→ **Required task 1**: In the thread about raising a kitchen counter, how much more clearance does Eric say he still needs with the dishwasher legs screwed down as far as they go?
→ **Required task 2**: Copy out the listing from its first line up to and including the line containing "point(650, 167)", keeping every line. Shift each coordinate in the answer points by -53, and leave everything else unchanged.

→ **Page excerpt**:
# # # # #
# Need to raise counter height over existing kitchen cabinets



## Eric Adams (Jul 11, 2009)

Hi - I am doing a buget-conscious upgrade of my old (60+ years) kitchen using the existing cabinets.

I will be replacing the sink, faucets, counter-top and installing an under-counter dishwasher. The dishwasher is about an inch to high for the space available as is, can someone recommend a fairly straight-forward method for raising the counter height?

The cabinetry is a straight bank - 103 inches long, I've already ripped out the old floor-covering (many layers) - still need an inch.

Thanks - Eric


----------



## Mike Swearingen (Mar 15, 2005)

Eric,
I'm not a contractor, just a long-time DIYer. As you may know, installing a dishwasher under an existing counter and adding thicker flooring such as wood or tile can trap the dishwasher. You need to raise the entire base cabinets.
I raise base cabinets with pressure-treated plywood sheets or strips, sometimes doubled-up, such as two layers of 1/2-inch plywood to make 1". One sheet of 1/2" p-t plywood should be more than adequate. Screw the plywood shimming to the floor. You can just set the cabinet bases on the shimming, and screw the cabinet to the wall. You can add molding or quarter-round on the toe-kick base to cover the gap. 
Good Luck!
Mike


----------



## zetpayments (Jul 12, 2009)

*Can anyone help me out with this?*

Can anyone help me out with this?


----------



## Just Bill (Dec 21, 2008)

Cabinets are usually 34 1/2" tall, and the width required for a DW is 24". If you have that, it will fit. There are adjustable feet on all DW, are they screwed all the down?? Over the years, the floor may have been built up, so the opening shrinks from the bottom, not because of the cabinets. It might be time to tear out some old floors.


----------



## Eric Adams (Jul 11, 2009)

*raising counter height*

Thanks for your in replies - I needed to be more specific;I have not accurately conveyed what I'm looking at here. 

What I have is an old, pre-modular bank of cabinets. They are only 32" high and 22" deep. The cabinets are built in place. They can not be raised off the floor from the bottom as they are not boxes, they are supported on three sides by ledges screwed into the wall on which the drawers and, shelves and counter top rest and divided into three sections by two upright walls under the counter. A front panel encloses the whole unit with cut-outs for doors, drawers and an old cutting-board. The whole thing is constructed more like a cheap dresser than a modern kitchen cabinet.

With the legs on the dishwasher screwed down as far as they can go I still need at least an inch and a quarter to get the dishwasher under the cabinet.

I was thinking I would need to make an opening for the dishwasher, install a new ledge to support the counter, then fill in the gap under the counter with some trim...

Any thoughts?


----------



## jaros bros. (Jan 16, 2009)
# # # # #
→ **Record extracts**:
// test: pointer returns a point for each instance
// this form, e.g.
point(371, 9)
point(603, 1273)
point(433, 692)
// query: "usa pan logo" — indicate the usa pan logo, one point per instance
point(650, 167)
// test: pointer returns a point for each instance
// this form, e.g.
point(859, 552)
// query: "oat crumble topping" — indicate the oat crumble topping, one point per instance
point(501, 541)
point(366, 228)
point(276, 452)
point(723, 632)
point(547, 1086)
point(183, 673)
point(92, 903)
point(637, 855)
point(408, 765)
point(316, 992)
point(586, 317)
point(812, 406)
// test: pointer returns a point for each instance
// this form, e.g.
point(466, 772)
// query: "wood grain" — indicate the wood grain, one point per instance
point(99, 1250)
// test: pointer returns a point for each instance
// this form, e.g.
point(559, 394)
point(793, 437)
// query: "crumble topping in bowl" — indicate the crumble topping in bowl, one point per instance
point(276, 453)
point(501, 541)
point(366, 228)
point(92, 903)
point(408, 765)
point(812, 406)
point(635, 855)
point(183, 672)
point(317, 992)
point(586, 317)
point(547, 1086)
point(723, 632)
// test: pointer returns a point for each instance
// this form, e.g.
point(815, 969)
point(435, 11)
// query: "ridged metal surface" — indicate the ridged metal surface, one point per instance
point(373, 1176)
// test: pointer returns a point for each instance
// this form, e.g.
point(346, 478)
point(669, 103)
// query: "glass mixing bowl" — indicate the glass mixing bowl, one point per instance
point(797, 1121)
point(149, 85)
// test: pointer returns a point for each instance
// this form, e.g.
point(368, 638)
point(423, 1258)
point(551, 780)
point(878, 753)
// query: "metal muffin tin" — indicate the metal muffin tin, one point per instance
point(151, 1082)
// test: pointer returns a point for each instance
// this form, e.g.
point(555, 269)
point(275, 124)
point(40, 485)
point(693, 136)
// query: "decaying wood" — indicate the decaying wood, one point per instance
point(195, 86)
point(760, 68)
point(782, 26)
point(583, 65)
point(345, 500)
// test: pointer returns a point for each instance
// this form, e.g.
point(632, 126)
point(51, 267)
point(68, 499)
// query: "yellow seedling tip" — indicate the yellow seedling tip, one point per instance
# # # # #
→ **Output 1**: At least an inch and a quarter.

→ **Output 2**:
// test: pointer returns a point for each instance
// this form, e.g.
point(371, 9)
point(603, 1273)
point(433, 692)
// query: "usa pan logo" — indicate the usa pan logo, one point per instance
point(597, 114)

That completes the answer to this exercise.